» **JOB**
List each line of the items below in which the word "handrail" occurs.

» **DATA TO USE**

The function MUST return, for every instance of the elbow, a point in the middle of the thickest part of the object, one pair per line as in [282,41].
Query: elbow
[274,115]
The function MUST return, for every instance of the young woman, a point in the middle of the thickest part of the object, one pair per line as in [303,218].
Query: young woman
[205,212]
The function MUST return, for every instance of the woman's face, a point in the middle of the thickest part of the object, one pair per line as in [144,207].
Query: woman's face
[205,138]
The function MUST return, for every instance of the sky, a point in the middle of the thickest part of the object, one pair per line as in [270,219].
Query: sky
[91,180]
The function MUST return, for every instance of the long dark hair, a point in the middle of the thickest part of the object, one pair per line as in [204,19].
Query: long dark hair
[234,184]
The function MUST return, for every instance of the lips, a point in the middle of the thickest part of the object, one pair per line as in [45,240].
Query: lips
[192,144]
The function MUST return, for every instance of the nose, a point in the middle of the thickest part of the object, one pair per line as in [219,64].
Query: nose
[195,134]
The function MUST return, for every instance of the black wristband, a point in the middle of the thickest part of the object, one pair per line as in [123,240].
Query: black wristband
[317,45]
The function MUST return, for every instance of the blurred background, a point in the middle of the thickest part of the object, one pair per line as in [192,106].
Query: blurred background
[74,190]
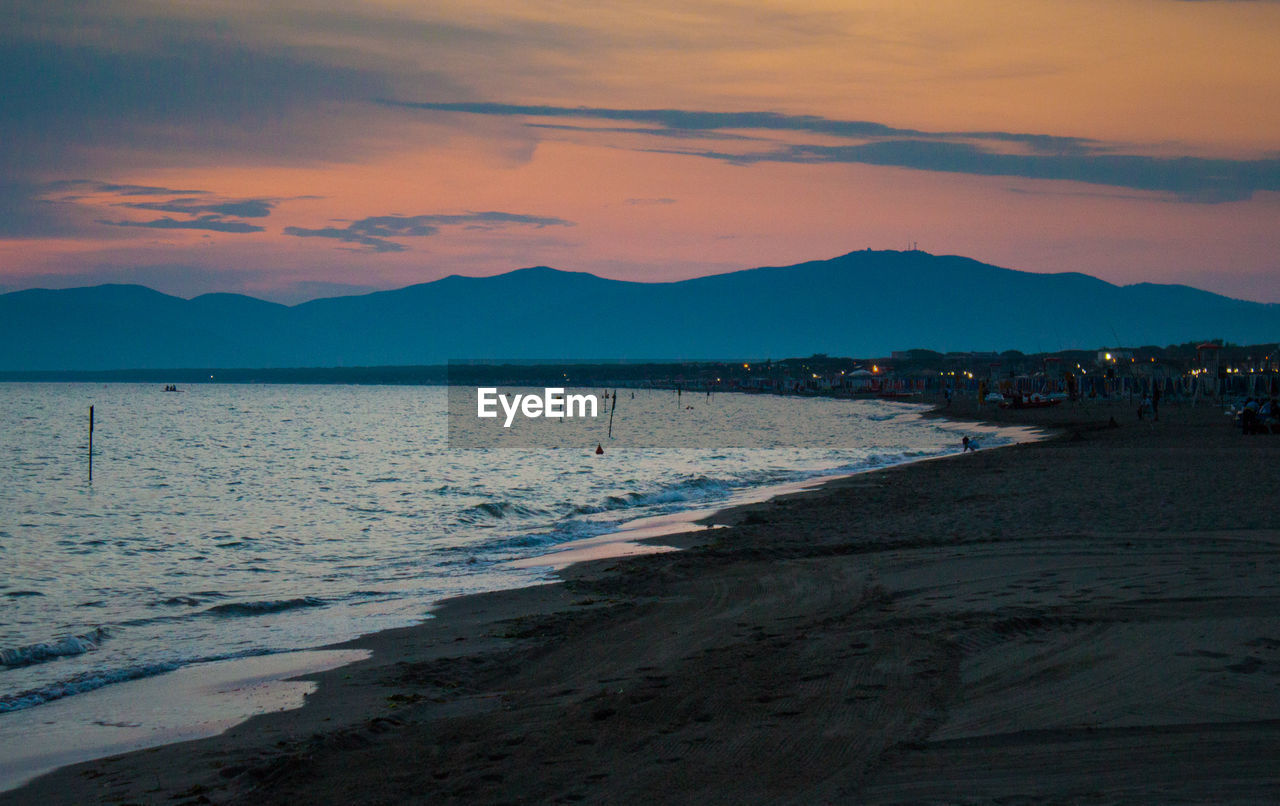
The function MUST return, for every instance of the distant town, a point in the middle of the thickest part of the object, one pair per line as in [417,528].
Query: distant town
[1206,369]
==
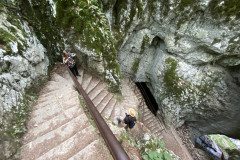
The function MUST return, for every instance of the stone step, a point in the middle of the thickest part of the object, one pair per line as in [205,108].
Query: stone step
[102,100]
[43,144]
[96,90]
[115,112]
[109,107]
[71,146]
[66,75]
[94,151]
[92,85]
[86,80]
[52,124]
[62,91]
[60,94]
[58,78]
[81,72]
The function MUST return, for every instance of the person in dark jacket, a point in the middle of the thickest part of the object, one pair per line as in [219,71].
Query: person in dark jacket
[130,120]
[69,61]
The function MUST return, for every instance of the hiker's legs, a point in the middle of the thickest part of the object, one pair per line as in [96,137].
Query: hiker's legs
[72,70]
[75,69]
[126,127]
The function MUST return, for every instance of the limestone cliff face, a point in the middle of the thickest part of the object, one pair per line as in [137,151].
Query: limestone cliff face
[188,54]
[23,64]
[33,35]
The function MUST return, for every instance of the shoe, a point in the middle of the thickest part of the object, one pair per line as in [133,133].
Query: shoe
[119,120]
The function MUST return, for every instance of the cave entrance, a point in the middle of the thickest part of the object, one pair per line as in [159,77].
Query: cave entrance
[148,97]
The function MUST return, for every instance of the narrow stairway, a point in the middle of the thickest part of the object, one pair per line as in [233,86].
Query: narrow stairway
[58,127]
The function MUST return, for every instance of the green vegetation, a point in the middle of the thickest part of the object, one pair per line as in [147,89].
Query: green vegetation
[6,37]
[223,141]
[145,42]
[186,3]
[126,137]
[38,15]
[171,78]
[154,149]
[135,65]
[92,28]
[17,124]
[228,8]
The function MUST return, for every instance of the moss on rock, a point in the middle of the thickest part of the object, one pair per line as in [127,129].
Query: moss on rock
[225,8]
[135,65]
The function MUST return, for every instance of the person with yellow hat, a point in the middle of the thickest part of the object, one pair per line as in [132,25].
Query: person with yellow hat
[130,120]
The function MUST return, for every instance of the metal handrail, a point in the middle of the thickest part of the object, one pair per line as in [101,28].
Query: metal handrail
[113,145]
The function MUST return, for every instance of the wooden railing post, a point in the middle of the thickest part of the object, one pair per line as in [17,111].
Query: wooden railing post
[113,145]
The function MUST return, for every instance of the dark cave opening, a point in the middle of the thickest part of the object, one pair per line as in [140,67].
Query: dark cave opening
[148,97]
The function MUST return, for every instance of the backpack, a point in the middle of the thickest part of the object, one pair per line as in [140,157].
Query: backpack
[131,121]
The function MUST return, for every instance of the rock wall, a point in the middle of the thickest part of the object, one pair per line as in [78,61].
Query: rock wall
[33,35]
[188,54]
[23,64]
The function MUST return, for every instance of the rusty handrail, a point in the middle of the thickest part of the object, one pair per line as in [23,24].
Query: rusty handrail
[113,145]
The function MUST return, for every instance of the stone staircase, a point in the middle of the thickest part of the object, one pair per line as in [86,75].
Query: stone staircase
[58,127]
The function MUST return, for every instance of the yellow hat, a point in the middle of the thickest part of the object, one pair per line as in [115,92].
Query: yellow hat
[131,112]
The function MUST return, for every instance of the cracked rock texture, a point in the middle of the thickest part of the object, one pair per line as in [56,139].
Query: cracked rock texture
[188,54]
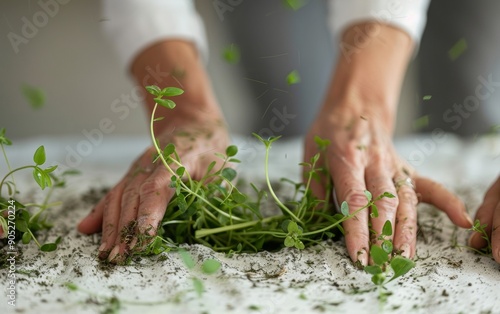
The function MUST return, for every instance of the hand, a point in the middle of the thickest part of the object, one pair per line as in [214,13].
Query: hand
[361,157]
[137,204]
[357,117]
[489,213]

» **THE RESPONSE**
The function MUST return, for every instance of the metal handrail, a point in the middle of the thickest part of the object, one pair per line as in [101,28].
Query: metal handrail
The function MUST return, for every instance of the rusty handrail, a point in the middle of the thickest part of the object, one pair per line as in [23,24].
Query: rusty handrail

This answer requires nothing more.